*Your task*
Each entry should be written out again exactly, so that nothing is lost.

*Material supplied*

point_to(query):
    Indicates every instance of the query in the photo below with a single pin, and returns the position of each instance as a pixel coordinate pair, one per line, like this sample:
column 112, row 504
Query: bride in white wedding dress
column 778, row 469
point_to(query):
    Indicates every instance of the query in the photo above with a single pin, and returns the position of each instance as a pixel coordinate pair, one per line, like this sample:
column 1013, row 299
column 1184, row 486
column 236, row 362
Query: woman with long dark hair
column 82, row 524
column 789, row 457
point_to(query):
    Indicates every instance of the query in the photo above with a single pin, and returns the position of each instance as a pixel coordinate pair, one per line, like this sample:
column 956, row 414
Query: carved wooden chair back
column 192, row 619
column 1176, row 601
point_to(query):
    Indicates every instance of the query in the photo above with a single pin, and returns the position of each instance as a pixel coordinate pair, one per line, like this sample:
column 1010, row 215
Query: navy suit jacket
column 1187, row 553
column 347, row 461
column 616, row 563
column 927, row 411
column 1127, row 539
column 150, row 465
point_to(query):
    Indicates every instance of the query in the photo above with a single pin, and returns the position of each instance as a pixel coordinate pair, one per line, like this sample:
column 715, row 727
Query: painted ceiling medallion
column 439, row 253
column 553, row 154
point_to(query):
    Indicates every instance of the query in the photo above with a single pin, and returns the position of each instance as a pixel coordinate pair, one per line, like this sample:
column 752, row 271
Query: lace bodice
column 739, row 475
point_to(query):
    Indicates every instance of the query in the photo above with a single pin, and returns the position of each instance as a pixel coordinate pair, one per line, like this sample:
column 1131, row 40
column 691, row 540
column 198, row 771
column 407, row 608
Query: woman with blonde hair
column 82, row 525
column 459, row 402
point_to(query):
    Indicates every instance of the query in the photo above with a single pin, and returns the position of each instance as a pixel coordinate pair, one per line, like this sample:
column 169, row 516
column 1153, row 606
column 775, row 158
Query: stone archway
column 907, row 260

*Solution to the exercise*
point_to(query):
    Indicates every instance of the query in the photo below with a single pin, and returns the position of each instance as a pixel coordinate pair, one per line, like this sample:
column 112, row 504
Query: bride in white wedding dress
column 778, row 469
point_to(query):
    Indicates every instance of the query in the photo above with a single pin, and returns the position of each instance as a pixel coordinate pair, one per line, like this sample:
column 1013, row 299
column 1184, row 486
column 236, row 362
Query: woman with long dark hair
column 82, row 524
column 789, row 457
point_to(query):
    Indicates every instance of the query in the photo above with a single pin, and returns the position of each instance as a pixel coordinate pair, one per line, like this sample:
column 956, row 414
Query: carved wooden chair back
column 192, row 619
column 1176, row 601
point_to(query):
    Indicates every instance of the query in the photo above with a single pin, and returns the position of each instance as a pixel coordinate pair, one per line, like this sample:
column 1010, row 215
Query: navy suit jacket
column 1187, row 553
column 347, row 461
column 616, row 563
column 927, row 411
column 1127, row 539
column 150, row 465
point_to(query):
    Indicates every instance of the query in the photo above with a single pin, and returns the position of each instance as a pixel coordinate pair, one per line, like this sample:
column 715, row 727
Query: painted ceiling medallion
column 439, row 253
column 553, row 154
point_to(query):
    Indicates every instance of the query in the photo above with a single pin, and returns the position of each instance as a pixel coordinate pair, one per line, like this sample:
column 752, row 271
Query: lace bodice
column 739, row 475
point_to(query):
    Indicates every instance of the query in the photo above with a single pin, and returns the position of each instance as a pixel coordinate pair, one per line, like this sample:
column 1131, row 40
column 691, row 540
column 198, row 771
column 407, row 608
Query: woman with blonde hair
column 82, row 525
column 459, row 402
point_to(query):
    Indicates every instance of the query in the photo above with a single pin, and returns the position of each instance as a pixel coordinate pair, one per line, like this sample:
column 169, row 516
column 1153, row 606
column 775, row 158
Query: stone archway
column 907, row 260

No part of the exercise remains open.